-- begin Document section --

Crazy prices at a local car repairs/ fuel seller this afternoon!


----------



## icowden (20 Mar 2022)

It's the difference between being a small private petrol station and being able to bulk buy and loss lead. You'll find it much cheaper at Tesco or Sainsbury etc, and a bit cheaper at Shell or BP. The smaller the operator the less likely they are to be able to manage the price. Plus smaller operators tend to operate where there aren't bigger operators anywhere near - so captive market.


----------



## Accy cyclist (20 Mar 2022)

icowden said:


> It's the difference between being a small private petrol station and being able to bulk buy and loss lead. You'll find it much cheaper at Tesco or Sainsbury etc, and a bit cheaper at Shell or BP. The smaller the operator the less likely they are to be able to manage the price. Plus smaller operators tend to operate where there aren't bigger operators anywhere near - so captive market.


The garage I posted a pic' of seem to do quite well with fuel sales. I hear folk say their petrol is higher quality than the Morrisons fuel. I don't know about their diesel being better, if such a thing is possible.🤔 A lot of elderly and disabled go to 'Ridings Auto Services' because they'll pump the fuel in for you and take the payment into the garage and bring you any change, without you having to get out of the car. I've also heard the garage charges you 10% less for services etc if you're a regular buyer of their fuel, so I suppose they may be cheaper in the long run than supermarket fuel.🤔


----------



## icowden (21 Mar 2022)

-- end Document section --

**Problem 1**: Summarize the forum thread on fuel prices in two sentences.
**Problem 2**: In the forum thread on fuel prices, why do many elderly and disabled people go to Ridings Auto Services?
**Problem 3**: Please copy the passage of the forum thread on fuel prices word for word, starting at "The garage I" and ending at "(21 Mar 2022)".
The data has nothing to do with the work on the forum thread.

-- begin Dataset excerpts --

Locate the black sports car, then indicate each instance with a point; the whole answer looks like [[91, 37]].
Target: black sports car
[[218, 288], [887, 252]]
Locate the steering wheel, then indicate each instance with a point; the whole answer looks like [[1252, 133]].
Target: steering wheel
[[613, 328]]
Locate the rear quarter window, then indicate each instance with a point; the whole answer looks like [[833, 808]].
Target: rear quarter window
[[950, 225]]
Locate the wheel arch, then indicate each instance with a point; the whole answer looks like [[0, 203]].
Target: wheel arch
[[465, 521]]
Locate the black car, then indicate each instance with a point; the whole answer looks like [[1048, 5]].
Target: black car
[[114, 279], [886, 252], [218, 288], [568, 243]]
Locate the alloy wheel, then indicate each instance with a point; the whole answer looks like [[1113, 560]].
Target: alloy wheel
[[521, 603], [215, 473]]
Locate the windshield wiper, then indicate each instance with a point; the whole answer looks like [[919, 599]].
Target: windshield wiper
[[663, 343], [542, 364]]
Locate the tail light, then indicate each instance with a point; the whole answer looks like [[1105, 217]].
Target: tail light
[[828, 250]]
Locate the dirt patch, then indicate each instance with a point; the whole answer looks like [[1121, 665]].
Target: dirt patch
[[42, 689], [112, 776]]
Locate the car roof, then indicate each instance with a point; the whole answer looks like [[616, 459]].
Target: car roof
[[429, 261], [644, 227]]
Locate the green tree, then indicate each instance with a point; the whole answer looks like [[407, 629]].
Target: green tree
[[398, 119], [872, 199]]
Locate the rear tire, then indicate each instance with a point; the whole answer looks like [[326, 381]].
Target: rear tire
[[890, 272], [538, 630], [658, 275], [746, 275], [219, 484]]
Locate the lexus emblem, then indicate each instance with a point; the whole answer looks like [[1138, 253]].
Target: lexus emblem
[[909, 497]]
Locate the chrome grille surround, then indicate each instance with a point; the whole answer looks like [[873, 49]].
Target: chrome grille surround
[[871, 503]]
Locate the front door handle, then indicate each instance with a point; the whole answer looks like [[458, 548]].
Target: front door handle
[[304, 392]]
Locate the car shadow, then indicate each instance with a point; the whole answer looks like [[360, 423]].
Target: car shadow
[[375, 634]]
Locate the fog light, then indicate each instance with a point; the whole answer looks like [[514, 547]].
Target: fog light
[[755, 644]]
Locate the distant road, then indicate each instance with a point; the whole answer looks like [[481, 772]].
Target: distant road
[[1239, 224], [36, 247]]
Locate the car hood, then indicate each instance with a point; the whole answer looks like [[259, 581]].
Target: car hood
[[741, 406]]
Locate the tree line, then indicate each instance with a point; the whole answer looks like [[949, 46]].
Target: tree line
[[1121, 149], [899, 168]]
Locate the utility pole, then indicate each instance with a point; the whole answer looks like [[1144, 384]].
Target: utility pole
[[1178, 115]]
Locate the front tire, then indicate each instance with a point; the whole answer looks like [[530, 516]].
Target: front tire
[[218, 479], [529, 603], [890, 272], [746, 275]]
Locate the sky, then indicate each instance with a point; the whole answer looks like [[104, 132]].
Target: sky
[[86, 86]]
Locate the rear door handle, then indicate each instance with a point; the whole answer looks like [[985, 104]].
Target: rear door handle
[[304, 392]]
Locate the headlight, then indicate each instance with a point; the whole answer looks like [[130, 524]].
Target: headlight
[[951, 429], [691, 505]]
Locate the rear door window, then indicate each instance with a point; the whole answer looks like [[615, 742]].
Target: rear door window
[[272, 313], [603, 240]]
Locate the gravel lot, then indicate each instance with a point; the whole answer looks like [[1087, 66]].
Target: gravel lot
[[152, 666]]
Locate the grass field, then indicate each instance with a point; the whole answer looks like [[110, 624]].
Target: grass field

-- end Dataset excerpts --

**Complete output 1**: One poster explains that small private petrol stations cannot bulk buy or loss lead the way Tesco, Sainsbury, Shell or BP can, and that they often operate where no bigger operators are nearby, giving them a captive market. Another poster replies that the garage in their picture, Ridings Auto Services, does well with fuel sales, pumps fuel for customers who stay in the car, and is said to charge regular fuel buyers 10% less for services.

**Complete output 2**: The garage pumps the fuel for them, takes the payment inside and brings back any change, so they don't have to get out of the car.

**Complete output 3**:
The garage I posted a pic' of seem to do quite well with fuel sales. I hear folk say their petrol is higher quality than the Morrisons fuel. I don't know about their diesel being better, if such a thing is possible.🤔 A lot of elderly and disabled go to 'Ridings Auto Services' because they'll pump the fuel in for you and take the payment into the garage and bring you any change, without you having to get out of the car. I've also heard the garage charges you 10% less for services etc if you're a regular buyer of their fuel, so I suppose they may be cheaper in the long run than supermarket fuel.🤔


----------



## icowden (21 Mar 2022)